■ **Written request a**: Retype every line of the records below word for word, leaving the pictures out.

■ **Document segment**:

Begin

No military general, Department of Defense official, or presidential adviser has been fired following last year’s chaotic withdrawal from Afghanistan, the first anniversary of which just passed.
The withdrawal concluded the country’s longest war. It was punctuated with the last service members leaving an Afghanistan controlled by the Taliban, just like when they arrived in the weeks after the Sept. 11, 2001, terrorist attack, and the largest emergency evacuation operation the military has ever conducted, though tens of thousands were left behind.
“Nobody’s head has rolled for this yet,” the father of the late Marine Corps Lance Cpl. Jared M. Schmitz told the Washington Examiner in an interview.
Mark Schmitz — whose son was among the 13 U.S. service members who were killed on Aug. 26, 2021, at the gates of Hamid Karzai International Airport in Kabul, Afghanistan, when a suicide bomber killed nearly 200 people — remains angry at leaders in Washington, D.C., whom he blames for his son’s death.

End

■ **Material supplied**:

Begin

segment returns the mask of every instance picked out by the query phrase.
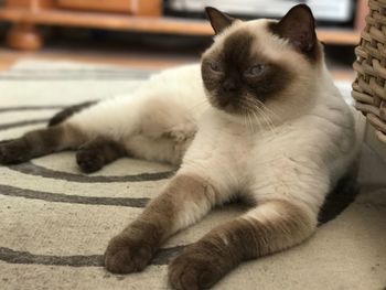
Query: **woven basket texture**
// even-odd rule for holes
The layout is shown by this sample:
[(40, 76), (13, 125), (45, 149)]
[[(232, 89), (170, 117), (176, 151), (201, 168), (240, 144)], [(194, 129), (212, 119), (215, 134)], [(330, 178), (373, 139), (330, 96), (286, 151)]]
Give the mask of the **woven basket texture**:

End

■ **Written request b**: Echo the entire article on the Afghanistan withdrawal above, word for word.

■ **Task response a**:
segment returns the mask of every instance picked out by the query phrase.
Query: **woven basket texture**
// even-odd rule for holes
The layout is shown by this sample:
[(40, 76), (13, 125), (45, 149)]
[[(232, 89), (170, 117), (176, 151), (201, 168), (240, 144)], [(194, 129), (212, 119), (215, 134)], [(330, 178), (373, 139), (330, 96), (286, 151)]]
Give the mask of the **woven basket texture**:

■ **Task response b**:
No military general, Department of Defense official, or presidential adviser has been fired following last year’s chaotic withdrawal from Afghanistan, the first anniversary of which just passed.
The withdrawal concluded the country’s longest war. It was punctuated with the last service members leaving an Afghanistan controlled by the Taliban, just like when they arrived in the weeks after the Sept. 11, 2001, terrorist attack, and the largest emergency evacuation operation the military has ever conducted, though tens of thousands were left behind.
“Nobody’s head has rolled for this yet,” the father of the late Marine Corps Lance Cpl. Jared M. Schmitz told the Washington Examiner in an interview.
Mark Schmitz — whose son was among the 13 U.S. service members who were killed on Aug. 26, 2021, at the gates of Hamid Karzai International Airport in Kabul, Afghanistan, when a suicide bomber killed nearly 200 people — remains angry at leaders in Washington, D.C., whom he blames for his son’s death.